→ **Stated exercise**: Return each line of the items below that contains the string "rail".

A block of data:
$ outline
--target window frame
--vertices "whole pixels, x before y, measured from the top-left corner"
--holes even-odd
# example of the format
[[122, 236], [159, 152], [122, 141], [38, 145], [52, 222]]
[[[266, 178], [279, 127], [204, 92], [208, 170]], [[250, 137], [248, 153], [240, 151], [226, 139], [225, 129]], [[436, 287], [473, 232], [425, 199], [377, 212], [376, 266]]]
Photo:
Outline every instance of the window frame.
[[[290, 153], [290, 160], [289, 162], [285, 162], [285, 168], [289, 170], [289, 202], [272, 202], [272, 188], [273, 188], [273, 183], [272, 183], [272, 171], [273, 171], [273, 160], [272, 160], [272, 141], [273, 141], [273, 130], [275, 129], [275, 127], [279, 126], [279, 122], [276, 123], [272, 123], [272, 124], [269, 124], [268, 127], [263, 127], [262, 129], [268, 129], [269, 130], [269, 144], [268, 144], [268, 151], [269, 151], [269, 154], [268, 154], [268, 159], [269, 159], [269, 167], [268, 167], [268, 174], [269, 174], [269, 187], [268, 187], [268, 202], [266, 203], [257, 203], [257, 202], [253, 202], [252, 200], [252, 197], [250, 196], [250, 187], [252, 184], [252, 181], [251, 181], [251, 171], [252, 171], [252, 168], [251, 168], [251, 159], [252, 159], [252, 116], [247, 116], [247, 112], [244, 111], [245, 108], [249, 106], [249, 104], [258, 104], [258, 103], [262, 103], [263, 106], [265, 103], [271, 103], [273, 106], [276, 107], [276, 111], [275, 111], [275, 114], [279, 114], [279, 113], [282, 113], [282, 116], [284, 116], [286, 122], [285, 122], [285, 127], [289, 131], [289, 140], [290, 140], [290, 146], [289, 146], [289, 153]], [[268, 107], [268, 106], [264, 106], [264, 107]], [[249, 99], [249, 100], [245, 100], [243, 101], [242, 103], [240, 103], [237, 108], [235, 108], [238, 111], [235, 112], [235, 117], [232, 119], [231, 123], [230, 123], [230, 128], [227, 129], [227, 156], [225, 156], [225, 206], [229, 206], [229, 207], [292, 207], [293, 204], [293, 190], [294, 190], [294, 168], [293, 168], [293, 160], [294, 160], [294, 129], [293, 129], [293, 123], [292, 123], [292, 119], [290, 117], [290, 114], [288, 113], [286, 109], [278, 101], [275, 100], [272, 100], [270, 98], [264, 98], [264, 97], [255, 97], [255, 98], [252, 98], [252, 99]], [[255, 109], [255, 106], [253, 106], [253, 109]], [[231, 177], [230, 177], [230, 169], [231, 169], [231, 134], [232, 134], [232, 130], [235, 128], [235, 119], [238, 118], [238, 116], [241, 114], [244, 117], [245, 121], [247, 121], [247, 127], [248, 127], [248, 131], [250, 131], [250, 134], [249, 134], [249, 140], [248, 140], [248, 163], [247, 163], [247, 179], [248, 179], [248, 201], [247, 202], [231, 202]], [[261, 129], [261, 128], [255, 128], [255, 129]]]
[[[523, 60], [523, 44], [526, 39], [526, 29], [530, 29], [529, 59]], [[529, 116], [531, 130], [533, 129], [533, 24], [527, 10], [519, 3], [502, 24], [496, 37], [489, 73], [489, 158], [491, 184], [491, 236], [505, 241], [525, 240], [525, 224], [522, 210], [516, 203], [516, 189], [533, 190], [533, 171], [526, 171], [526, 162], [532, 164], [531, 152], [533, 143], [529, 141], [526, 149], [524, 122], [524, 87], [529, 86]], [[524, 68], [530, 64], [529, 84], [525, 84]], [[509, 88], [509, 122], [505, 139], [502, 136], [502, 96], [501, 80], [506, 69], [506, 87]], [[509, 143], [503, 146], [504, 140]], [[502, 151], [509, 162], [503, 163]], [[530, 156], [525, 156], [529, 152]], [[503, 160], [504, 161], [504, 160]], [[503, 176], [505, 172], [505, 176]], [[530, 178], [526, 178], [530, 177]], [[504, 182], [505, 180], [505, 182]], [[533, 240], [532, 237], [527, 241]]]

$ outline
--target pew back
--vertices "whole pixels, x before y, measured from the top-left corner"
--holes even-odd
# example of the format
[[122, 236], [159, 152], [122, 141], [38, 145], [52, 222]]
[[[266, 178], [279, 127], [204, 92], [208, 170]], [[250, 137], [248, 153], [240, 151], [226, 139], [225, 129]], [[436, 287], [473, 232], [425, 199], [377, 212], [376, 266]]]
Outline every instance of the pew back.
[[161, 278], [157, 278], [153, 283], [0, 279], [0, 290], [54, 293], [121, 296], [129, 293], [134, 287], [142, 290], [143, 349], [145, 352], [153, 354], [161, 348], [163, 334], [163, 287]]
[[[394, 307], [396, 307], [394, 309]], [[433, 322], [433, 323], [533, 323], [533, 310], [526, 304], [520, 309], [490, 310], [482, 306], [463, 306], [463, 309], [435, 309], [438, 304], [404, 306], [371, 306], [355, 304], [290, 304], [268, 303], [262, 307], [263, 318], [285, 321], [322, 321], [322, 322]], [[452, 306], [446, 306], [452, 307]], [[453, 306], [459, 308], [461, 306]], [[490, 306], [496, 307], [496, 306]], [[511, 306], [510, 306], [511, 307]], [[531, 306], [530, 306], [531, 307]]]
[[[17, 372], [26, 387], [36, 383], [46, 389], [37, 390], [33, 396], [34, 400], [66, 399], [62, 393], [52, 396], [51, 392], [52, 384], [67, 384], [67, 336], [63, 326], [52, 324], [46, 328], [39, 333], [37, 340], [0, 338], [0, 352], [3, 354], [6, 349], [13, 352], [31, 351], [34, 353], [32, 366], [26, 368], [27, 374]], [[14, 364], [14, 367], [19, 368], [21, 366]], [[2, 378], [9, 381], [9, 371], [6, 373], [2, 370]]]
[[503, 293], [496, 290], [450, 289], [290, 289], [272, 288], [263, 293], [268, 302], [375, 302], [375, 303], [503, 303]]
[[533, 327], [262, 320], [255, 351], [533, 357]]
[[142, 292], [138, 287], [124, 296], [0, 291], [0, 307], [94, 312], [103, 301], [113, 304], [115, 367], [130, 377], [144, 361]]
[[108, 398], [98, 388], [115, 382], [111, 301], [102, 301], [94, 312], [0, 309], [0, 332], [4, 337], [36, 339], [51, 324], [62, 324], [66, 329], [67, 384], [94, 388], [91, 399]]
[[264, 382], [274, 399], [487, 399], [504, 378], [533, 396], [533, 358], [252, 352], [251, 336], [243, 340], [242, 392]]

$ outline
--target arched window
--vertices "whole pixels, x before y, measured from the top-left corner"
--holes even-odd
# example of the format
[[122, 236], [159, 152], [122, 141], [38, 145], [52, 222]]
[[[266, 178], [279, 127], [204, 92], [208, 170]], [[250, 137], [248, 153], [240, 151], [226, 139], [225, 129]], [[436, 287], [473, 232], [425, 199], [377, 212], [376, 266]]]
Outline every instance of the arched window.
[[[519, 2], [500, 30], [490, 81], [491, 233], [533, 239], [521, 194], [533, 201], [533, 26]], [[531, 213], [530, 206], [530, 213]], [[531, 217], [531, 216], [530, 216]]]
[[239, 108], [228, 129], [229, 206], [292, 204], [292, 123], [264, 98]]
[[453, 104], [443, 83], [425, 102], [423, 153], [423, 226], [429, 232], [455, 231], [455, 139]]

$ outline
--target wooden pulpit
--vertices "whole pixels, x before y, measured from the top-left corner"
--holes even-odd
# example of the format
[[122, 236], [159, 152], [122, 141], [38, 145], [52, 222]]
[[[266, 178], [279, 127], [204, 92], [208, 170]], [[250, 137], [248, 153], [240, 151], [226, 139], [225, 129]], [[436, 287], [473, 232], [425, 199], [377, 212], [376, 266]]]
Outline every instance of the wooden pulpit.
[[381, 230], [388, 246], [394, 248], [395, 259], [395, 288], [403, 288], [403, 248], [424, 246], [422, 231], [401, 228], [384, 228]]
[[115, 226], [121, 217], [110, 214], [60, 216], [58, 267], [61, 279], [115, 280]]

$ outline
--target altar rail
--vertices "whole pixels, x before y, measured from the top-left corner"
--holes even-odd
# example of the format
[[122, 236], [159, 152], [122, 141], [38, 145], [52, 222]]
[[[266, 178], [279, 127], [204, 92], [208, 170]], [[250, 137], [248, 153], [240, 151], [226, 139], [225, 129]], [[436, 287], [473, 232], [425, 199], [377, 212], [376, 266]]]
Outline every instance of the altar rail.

→ **Exercise solution**:
--target altar rail
Outline every instance of the altar rail.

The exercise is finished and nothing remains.